**Excerpt provided**
»»
The Bank of England’s decision on the 4th November to hold interest rates at the record low level of 0.1% triggered a 1.5% drop in Sterling and wrong-footed the City. With some outcomes including a rally in Government bonds, it looks like consumers have avoided the burden of an interest rate hike ahead of Christmas. For investors, no halt to rising inflation is likely to maintain the longest bull run in investment wine history.
Sterling fell to $1.352 in response to the surprise announcement as the City had been led to believe a rate rise at this stage was inevitable by Governor, Andrew Bailey’s comments ahead of the Monetary Policy Committee meeting. Markets had been primed for a 0.25% rise and some City commentators are now suggesting that there may be a wariness in future about communications from the BoE.
That said, an interest rate rise is not off the table with inflation still forecast to rise to 5% by April 2022 and the Bank will need to take action to bring levels back to the their target 2%. Rising energy costs into Q2 next year look set to continue to boost the cost of living, however this is expected to subside to some degree in the second half of 2022.
Another factor influencing the rate decision is the Bank’s cut to the growth forecasts for Q3 and Q4 2021, due to weaker consumer spending. Struggling supply chains and rising energy costs have weakened consumer confidence. This has pushed back the expected pandemic recovery timeline by a quarter.
««
**Required actions**
A) In the interest rate article, what level did the Bank of England hold interest rates at on the 4th November?
B) Rewrite the passage of the interest rate article between "The Bank of" and "from the BoE.", inclusive, replacing "Sterling" with "the pound".

**Data shown**
»»
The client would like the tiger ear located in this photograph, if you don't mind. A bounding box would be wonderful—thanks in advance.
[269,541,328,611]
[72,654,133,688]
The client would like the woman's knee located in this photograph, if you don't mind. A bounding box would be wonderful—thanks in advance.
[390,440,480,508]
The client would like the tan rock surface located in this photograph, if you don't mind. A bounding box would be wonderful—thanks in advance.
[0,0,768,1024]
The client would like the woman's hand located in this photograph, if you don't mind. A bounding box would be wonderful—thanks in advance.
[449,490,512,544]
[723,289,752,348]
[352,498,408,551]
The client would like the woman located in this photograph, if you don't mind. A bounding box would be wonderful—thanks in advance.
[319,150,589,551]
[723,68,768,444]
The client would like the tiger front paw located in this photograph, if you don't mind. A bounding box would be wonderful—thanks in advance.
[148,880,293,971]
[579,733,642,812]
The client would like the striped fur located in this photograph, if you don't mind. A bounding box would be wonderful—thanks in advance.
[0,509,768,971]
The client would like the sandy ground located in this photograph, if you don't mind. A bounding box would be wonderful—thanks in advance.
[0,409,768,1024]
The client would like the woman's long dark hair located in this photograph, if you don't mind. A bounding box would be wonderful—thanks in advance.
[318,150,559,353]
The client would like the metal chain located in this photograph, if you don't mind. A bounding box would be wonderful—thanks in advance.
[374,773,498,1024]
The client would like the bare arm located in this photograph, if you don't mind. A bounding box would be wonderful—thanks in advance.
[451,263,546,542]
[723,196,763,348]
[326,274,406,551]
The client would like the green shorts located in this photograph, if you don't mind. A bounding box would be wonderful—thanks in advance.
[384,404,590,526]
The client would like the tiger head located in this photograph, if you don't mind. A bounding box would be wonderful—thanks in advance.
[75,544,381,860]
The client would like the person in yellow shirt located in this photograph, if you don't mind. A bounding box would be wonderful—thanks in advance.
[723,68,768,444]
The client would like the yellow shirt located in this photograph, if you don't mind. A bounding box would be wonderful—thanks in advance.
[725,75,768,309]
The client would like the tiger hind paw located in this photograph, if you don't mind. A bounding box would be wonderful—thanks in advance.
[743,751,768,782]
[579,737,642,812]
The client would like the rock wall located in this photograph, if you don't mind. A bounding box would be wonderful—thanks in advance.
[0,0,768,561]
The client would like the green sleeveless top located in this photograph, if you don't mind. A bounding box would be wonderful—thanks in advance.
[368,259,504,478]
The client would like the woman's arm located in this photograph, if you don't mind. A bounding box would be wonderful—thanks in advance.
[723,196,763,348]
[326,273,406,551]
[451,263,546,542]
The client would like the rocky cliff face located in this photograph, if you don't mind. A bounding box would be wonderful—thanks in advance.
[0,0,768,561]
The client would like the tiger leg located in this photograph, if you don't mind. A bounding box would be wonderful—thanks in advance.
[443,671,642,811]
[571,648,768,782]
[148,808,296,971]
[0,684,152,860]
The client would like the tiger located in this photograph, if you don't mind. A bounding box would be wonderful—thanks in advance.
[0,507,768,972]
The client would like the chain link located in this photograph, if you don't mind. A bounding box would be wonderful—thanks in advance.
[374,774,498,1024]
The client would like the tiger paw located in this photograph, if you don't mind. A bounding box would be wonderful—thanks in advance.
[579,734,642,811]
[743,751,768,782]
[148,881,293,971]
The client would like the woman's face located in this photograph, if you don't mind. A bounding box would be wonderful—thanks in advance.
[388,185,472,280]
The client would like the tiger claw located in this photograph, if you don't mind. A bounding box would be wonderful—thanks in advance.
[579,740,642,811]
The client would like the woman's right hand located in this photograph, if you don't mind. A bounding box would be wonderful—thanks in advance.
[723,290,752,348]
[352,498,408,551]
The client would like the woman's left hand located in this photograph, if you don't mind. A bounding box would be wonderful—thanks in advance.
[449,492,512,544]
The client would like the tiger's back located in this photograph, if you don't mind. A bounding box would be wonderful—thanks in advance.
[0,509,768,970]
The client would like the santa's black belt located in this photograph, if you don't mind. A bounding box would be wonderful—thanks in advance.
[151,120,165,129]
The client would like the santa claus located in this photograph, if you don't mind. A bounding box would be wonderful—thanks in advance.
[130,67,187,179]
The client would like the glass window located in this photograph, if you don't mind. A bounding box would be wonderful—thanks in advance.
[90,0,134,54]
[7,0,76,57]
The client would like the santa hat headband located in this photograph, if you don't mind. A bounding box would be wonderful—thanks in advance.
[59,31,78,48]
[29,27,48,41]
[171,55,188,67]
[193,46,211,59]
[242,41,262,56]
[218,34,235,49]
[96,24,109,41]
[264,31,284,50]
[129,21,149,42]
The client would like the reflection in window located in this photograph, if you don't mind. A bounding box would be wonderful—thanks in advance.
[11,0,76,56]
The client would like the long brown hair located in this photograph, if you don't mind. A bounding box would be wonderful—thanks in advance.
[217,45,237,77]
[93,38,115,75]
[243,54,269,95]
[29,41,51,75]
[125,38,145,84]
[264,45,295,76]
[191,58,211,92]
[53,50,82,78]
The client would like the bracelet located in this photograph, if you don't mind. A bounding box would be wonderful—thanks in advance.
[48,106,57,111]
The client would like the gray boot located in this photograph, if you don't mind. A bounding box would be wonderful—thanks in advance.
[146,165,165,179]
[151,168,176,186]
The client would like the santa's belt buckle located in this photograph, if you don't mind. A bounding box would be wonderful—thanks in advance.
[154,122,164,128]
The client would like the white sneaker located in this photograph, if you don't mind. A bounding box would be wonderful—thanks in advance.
««
**Task solutions**
A) The Bank held rates at 0.1%, a record low.

B)
The Bank of England’s decision on the 4th November to hold interest rates at the record low level of 0.1% triggered a 1.5% drop in the pound and wrong-footed the City. With some outcomes including a rally in Government bonds, it looks like consumers have avoided the burden of an interest rate hike ahead of Christmas. For investors, no halt to rising inflation is likely to maintain the longest bull run in investment wine history.
the pound fell to $1.352 in response to the surprise announcement as the City had been led to believe a rate rise at this stage was inevitable by Governor, Andrew Bailey’s comments ahead of the Monetary Policy Committee meeting. Markets had been primed for a 0.25% rise and some City commentators are now suggesting that there may be a wariness in future about communications from the BoE.